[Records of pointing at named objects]
start

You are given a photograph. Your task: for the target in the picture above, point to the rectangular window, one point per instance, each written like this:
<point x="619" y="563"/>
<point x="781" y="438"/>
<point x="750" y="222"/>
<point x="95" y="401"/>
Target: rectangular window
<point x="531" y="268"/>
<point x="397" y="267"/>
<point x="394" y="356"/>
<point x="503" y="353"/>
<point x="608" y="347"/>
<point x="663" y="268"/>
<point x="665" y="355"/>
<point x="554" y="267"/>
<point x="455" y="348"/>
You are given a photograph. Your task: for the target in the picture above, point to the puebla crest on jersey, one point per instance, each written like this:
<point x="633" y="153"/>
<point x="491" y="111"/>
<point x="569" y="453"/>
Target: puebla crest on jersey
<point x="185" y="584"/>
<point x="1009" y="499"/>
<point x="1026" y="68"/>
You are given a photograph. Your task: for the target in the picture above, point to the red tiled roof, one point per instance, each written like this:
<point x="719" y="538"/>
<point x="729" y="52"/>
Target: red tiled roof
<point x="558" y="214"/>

end
start

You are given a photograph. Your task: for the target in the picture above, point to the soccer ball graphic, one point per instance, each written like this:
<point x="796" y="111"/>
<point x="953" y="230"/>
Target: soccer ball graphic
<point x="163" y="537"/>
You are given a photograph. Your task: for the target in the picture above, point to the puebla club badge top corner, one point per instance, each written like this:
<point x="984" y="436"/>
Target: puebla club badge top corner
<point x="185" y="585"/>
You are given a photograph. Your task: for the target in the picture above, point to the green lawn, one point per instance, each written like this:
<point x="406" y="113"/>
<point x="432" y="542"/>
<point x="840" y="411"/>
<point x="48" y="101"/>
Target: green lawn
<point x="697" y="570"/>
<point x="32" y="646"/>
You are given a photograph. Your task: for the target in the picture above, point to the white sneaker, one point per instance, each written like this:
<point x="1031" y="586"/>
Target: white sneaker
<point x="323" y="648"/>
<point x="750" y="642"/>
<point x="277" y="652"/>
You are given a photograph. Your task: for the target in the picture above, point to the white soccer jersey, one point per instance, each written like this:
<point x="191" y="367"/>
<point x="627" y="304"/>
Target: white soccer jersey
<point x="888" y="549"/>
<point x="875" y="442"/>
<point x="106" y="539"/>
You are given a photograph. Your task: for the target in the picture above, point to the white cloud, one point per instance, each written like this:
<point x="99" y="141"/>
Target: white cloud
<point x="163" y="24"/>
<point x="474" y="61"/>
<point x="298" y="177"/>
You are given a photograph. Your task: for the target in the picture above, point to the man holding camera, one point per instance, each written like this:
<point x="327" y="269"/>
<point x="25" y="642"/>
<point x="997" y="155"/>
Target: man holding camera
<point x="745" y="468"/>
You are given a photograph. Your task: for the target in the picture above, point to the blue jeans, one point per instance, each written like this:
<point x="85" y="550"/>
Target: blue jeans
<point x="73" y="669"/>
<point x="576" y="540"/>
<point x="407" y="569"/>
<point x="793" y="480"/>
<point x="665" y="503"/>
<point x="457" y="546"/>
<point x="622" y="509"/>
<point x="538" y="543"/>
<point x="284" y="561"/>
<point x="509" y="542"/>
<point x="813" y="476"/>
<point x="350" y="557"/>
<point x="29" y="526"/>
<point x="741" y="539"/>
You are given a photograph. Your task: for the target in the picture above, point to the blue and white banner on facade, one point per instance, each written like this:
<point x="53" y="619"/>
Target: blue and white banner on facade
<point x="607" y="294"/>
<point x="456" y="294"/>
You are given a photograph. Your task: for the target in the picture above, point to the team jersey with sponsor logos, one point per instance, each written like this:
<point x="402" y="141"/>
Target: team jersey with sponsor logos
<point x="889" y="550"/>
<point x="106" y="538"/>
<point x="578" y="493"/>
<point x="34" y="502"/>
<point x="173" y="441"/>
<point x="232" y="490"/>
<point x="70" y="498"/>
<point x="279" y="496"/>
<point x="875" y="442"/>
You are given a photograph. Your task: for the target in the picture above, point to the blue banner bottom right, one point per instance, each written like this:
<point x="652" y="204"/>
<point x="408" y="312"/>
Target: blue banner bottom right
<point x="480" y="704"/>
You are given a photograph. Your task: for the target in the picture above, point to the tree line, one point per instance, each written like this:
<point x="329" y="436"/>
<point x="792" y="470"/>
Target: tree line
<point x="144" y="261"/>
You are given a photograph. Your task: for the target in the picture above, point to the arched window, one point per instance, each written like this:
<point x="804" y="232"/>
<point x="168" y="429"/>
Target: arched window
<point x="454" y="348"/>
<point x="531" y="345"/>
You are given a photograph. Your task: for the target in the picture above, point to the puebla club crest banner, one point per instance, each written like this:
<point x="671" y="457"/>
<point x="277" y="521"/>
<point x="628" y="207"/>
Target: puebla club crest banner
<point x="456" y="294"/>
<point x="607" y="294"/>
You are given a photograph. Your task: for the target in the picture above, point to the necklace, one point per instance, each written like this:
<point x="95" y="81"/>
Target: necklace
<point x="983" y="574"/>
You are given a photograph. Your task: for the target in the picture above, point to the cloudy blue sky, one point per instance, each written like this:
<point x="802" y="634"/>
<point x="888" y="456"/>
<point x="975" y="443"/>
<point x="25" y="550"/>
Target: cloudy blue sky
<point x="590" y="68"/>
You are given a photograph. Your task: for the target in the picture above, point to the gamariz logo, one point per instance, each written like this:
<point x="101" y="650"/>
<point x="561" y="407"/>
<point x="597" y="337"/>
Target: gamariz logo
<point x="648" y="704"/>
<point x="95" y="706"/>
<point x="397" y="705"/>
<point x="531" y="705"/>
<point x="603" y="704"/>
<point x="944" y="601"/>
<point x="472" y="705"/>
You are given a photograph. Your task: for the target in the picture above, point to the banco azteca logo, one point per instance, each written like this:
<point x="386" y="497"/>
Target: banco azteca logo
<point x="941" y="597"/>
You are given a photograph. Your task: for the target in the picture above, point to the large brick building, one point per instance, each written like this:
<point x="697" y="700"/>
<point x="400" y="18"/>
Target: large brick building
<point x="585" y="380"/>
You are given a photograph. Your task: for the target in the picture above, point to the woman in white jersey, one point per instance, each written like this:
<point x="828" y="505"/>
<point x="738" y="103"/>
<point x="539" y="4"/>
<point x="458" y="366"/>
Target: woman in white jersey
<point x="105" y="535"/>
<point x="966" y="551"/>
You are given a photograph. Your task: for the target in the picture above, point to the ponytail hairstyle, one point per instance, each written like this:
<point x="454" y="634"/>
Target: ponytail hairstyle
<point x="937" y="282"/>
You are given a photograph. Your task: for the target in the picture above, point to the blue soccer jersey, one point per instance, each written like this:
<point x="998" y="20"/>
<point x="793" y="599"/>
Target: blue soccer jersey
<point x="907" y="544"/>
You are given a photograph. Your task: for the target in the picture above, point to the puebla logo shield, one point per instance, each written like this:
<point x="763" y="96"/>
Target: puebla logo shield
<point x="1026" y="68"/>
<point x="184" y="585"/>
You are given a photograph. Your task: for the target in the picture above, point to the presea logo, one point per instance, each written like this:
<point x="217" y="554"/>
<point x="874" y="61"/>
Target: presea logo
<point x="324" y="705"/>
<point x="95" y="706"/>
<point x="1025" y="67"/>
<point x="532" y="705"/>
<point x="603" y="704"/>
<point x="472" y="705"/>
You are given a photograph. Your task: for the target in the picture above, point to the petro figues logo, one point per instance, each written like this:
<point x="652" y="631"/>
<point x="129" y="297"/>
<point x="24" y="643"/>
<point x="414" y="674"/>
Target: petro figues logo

end

### PROMPT
Show every line of the listing above that contains the string "holding", matching case exactly.

### SOLUTION FOR THIS PROBLEM
You are given a photograph. Your task: for the target in the picture above, point to the man holding camera, one point per instance, each written like this:
Target: man holding camera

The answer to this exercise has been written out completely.